━━ DATA RECORDS ━━

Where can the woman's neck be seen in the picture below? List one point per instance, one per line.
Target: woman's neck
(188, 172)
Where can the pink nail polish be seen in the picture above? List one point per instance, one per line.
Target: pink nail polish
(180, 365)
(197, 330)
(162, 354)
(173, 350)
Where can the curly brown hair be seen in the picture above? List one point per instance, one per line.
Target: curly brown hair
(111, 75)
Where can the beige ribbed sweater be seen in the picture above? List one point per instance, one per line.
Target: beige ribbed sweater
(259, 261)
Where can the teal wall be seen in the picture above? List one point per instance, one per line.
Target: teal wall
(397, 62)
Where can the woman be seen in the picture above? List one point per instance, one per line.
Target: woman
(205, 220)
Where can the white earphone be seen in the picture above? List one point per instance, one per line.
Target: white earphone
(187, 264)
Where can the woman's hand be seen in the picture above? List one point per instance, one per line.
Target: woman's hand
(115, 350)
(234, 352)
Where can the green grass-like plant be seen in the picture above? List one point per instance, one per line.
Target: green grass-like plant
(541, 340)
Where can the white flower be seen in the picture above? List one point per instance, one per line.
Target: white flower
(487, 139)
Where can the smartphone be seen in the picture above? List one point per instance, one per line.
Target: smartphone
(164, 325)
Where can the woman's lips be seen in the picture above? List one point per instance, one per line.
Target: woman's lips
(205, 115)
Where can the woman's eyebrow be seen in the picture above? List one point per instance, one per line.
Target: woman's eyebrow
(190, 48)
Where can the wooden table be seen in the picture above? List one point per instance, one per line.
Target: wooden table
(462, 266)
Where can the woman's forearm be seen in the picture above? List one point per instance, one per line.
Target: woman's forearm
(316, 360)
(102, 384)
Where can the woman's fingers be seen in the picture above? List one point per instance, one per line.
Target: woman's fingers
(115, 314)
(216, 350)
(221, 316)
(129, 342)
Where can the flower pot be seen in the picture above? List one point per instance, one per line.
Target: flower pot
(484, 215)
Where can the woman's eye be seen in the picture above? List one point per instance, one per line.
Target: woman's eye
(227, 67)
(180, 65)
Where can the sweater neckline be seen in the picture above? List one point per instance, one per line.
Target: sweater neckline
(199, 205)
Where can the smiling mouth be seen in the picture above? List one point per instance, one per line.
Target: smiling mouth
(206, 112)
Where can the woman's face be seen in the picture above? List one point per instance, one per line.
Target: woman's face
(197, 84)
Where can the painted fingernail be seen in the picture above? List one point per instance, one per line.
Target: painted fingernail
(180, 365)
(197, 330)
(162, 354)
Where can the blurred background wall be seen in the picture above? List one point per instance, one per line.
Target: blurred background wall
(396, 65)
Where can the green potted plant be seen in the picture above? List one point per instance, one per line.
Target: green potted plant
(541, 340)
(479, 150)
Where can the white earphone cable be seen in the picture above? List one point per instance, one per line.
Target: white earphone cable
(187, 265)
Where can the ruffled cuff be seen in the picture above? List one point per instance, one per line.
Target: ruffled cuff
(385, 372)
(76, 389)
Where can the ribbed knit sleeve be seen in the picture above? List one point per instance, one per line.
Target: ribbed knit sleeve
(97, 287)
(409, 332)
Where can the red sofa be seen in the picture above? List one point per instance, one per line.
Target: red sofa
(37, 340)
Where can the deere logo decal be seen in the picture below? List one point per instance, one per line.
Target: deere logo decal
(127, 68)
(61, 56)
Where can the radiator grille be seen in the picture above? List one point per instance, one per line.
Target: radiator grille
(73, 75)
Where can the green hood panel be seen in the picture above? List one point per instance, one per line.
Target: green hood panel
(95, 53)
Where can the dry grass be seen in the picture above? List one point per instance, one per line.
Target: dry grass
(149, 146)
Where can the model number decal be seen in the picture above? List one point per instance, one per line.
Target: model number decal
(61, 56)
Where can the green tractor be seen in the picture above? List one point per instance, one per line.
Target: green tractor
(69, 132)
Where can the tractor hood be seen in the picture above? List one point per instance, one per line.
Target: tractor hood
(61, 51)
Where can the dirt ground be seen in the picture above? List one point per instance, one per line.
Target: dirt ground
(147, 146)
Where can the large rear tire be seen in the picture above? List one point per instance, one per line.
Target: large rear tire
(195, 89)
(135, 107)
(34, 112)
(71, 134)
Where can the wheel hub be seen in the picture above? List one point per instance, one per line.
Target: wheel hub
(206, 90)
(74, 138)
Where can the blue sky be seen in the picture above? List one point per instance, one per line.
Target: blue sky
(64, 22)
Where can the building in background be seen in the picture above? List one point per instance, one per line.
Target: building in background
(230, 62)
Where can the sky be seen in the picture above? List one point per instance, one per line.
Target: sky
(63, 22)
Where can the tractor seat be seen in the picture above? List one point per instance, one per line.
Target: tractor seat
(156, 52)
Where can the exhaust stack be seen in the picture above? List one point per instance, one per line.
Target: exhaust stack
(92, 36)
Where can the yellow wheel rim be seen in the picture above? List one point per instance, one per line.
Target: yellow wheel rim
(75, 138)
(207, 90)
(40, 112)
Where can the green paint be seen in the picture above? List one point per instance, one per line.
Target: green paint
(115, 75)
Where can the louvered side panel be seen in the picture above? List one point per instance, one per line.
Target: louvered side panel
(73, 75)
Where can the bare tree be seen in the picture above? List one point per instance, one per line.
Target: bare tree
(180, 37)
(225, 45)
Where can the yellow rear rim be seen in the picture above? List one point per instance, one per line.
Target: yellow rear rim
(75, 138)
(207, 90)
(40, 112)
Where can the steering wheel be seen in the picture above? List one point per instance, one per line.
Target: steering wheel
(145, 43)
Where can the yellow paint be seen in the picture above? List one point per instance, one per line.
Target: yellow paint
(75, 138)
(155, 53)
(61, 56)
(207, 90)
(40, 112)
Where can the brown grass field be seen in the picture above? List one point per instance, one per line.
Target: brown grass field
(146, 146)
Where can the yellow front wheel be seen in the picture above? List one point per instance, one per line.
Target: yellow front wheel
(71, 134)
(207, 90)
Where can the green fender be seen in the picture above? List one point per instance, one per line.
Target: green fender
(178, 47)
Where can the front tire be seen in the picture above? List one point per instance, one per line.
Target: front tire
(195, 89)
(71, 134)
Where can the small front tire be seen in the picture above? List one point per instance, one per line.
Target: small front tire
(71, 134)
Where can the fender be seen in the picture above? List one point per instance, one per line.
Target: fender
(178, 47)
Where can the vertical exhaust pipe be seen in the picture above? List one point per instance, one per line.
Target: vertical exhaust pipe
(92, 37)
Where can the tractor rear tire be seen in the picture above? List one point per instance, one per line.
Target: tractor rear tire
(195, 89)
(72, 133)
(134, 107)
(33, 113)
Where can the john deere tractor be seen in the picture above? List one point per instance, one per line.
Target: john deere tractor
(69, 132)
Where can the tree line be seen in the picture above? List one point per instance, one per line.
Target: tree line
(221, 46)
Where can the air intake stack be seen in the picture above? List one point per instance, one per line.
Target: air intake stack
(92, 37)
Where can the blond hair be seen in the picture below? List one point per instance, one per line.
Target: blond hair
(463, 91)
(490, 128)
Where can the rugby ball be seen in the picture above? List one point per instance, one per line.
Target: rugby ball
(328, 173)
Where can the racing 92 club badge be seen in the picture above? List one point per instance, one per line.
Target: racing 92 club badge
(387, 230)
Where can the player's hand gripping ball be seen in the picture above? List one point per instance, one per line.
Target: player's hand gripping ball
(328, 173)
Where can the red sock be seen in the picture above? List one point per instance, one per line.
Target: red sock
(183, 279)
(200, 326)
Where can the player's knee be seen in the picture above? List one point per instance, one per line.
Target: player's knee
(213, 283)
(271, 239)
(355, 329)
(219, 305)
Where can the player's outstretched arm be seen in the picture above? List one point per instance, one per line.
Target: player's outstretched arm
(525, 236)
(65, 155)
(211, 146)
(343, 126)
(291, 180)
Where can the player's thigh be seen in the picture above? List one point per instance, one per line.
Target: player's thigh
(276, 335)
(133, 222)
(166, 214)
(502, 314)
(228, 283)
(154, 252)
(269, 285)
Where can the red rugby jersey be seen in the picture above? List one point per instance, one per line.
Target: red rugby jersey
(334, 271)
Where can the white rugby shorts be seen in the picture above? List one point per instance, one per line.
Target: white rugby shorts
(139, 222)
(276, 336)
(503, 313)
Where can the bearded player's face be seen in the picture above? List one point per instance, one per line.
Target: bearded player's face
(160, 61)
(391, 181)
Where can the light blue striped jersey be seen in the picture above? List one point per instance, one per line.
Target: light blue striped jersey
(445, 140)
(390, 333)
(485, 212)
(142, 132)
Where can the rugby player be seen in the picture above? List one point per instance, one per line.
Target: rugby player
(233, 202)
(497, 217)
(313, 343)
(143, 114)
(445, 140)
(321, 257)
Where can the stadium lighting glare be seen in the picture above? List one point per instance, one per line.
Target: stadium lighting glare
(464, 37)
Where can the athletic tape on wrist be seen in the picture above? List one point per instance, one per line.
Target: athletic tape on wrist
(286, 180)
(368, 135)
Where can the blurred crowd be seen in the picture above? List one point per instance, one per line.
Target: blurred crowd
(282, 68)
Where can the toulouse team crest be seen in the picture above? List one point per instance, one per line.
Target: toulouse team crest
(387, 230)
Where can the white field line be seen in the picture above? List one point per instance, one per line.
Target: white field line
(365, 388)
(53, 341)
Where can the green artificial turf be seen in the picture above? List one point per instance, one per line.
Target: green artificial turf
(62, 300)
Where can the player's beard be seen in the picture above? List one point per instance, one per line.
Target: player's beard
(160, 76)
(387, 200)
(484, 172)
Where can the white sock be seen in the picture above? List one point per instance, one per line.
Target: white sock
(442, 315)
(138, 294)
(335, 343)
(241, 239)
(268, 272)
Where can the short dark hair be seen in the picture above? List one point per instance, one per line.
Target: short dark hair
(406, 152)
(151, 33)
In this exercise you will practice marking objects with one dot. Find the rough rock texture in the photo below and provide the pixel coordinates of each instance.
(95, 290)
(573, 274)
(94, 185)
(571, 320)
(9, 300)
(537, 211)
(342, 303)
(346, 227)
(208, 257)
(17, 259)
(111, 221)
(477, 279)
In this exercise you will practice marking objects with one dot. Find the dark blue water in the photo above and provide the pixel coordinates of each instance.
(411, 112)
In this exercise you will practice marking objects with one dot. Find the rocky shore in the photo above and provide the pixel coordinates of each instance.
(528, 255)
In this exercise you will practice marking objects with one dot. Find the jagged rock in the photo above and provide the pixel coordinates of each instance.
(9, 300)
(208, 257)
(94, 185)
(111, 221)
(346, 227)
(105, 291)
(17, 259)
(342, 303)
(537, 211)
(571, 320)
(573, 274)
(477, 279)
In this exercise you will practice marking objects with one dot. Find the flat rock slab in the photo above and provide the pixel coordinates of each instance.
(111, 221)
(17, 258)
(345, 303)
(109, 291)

━━━

WHAT THE TASK ASKS ::
Give again exactly, and only, the lines above starting at the one with "Where can the woman's hand" and ending at the one with "Where can the woman's forearm".

RESULT BELOW ::
Where can the woman's hand be seen in the picture above? List one point per instance, one per line.
Target: woman's hand
(115, 350)
(234, 352)
Where can the green grass-like plant be seen in the picture above? List one point per instance, one per line.
Target: green grass-like plant
(541, 340)
Where can the white flower be seen in the picture above? List one point per instance, one per line.
Target: white flower
(487, 139)
Where can the smartphone be seen in the picture above? List one point per instance, one per line.
Target: smartphone
(164, 325)
Where can the woman's lips be seen in the picture above? List one point per instance, one per line.
Target: woman's lips
(205, 115)
Where can the woman's eyebrow be seen in the picture above? List one point per instance, one per line.
Target: woman's eyebrow
(190, 48)
Where can the wooden table be seen in the picture above? List one point per instance, one per line.
Target: wooden table
(462, 266)
Where can the woman's forearm be seen in the picture above? List one point per instance, one per line.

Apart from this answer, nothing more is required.